# Source passage:

SLAP! SLAP! SLAP! – I am suddenly aware that the duster has entered my aisle and is standing over me. Not that he is concerned with me sitting and reading. I have always thought that the sign of a really good book shop is when the staff are happy for customers to read and appreciate the books rather than rushing in and grabbing the first thing that comes to hand. Books are like people – when time is taken to choose wisely, they are friends for life.

I realise that I am actually holding up the proceedings so with a history of the paisley shawl clutched tightly, I move on.

Travel guides and how to look after a wide variety of pets from goldfish to horses and on the other side ring binders and an assortment of stationary items (I slot this away in the memory for future reference). The wide variety of international magazines is tempting but not in today’s budget. Interesting to note Pakistan does have its’ own edition of ‘Hello’; this week is the bridal issue and it weighs over 1 kg!!!!

# Provided material:
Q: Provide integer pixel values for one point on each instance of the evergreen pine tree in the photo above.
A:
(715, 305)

# Actions to take:
**a)** In the bookshop passage, how much does this week's bridal issue of Pakistan's edition of 'Hello' weigh?
**b)** Repeat the bookshop passage word for word, starting at "SLAP! SLAP! SLAP!" and ending at "friends for life.".

# Written answers:
**a)** Over 1 kg.

**b)**
SLAP! SLAP! SLAP! – I am suddenly aware that the duster has entered my aisle and is standing over me. Not that he is concerned with me sitting and reading. I have always thought that the sign of a really good book shop is when the staff are happy for customers to read and appreciate the books rather than rushing in and grabbing the first thing that comes to hand. Books are like people – when time is taken to choose wisely, they are friends for life.